DESCRIPTION OF THE TASK
Reproduce the lines between the ones holding "Could you point to every instance of the brown" and "<point>520,432</point>", inclusive, keeping the requests and shifting each x and y coordinate in the answers by adding 147.
--------
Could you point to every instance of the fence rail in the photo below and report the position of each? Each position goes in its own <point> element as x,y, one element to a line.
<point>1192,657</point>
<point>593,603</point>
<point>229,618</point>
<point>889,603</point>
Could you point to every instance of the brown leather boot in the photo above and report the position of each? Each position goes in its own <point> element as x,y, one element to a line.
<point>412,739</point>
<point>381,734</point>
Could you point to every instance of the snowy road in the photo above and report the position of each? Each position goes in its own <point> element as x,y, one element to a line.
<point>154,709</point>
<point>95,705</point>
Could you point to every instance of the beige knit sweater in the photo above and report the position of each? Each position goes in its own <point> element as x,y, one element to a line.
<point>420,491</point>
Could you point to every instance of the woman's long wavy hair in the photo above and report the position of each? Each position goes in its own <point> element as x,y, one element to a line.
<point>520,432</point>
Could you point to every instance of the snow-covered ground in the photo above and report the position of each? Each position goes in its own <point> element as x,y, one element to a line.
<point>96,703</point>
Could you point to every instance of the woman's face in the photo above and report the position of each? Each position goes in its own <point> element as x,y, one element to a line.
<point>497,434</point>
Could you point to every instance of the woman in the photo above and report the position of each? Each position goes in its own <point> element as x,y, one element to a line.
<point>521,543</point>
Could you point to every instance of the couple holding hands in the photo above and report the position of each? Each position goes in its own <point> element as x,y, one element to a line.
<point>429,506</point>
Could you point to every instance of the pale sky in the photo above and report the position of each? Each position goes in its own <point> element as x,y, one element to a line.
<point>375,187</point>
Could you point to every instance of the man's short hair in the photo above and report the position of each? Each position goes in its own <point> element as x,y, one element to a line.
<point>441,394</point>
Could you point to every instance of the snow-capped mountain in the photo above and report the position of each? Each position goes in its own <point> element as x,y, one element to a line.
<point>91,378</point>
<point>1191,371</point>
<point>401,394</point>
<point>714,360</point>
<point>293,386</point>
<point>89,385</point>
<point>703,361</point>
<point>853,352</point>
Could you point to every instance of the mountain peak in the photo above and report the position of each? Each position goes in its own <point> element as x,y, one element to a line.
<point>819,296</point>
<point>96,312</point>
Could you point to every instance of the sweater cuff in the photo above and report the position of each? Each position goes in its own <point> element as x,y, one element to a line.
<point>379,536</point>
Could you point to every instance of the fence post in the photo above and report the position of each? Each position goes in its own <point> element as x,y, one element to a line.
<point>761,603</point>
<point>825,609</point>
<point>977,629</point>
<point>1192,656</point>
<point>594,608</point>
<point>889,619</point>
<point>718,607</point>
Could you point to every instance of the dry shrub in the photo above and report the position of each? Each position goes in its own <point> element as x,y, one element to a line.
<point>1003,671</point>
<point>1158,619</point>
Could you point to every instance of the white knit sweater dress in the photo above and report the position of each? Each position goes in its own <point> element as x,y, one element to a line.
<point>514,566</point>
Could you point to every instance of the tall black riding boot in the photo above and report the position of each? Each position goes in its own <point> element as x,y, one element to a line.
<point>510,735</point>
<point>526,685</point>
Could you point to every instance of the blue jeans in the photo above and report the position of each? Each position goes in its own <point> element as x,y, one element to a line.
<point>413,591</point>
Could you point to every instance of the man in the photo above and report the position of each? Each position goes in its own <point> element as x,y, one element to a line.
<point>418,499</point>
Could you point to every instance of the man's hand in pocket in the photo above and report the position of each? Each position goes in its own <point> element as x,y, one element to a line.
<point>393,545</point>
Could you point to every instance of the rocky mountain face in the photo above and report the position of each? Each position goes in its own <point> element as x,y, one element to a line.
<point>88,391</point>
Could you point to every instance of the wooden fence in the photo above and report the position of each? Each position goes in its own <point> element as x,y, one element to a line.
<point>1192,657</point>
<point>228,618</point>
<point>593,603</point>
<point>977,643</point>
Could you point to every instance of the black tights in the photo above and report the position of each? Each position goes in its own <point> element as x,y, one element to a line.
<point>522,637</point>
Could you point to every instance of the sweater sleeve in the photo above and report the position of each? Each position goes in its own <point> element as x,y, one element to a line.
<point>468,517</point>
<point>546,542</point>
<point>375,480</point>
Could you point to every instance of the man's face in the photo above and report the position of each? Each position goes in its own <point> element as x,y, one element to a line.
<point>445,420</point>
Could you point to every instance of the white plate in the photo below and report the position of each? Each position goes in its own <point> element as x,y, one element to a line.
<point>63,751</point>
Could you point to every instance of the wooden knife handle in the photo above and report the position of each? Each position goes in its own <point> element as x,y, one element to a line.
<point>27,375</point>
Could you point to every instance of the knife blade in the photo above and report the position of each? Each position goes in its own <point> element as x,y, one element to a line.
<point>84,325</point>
--------
ANSWER TO THIS TASK
Could you point to every instance of the brown leather boot in the photo above and report the position of each? Each position goes in its own <point> element as x,y, one element to a line.
<point>559,886</point>
<point>528,881</point>
Could you point to every instance of the snowy road in the photo above and report the position of each? Each position goes in its own <point> element as x,y, one element to a line.
<point>301,856</point>
<point>242,852</point>
Could you point to every instance of the beige knit sweater in the photo above and report the position of each? Each position goes in its own <point> element as x,y, one element to a line.
<point>567,638</point>
Could you point to every instance of the woman's long wavy hair in the photo above and report the position of each? Each position goes in its own <point> element as x,y, one element to a line.
<point>667,579</point>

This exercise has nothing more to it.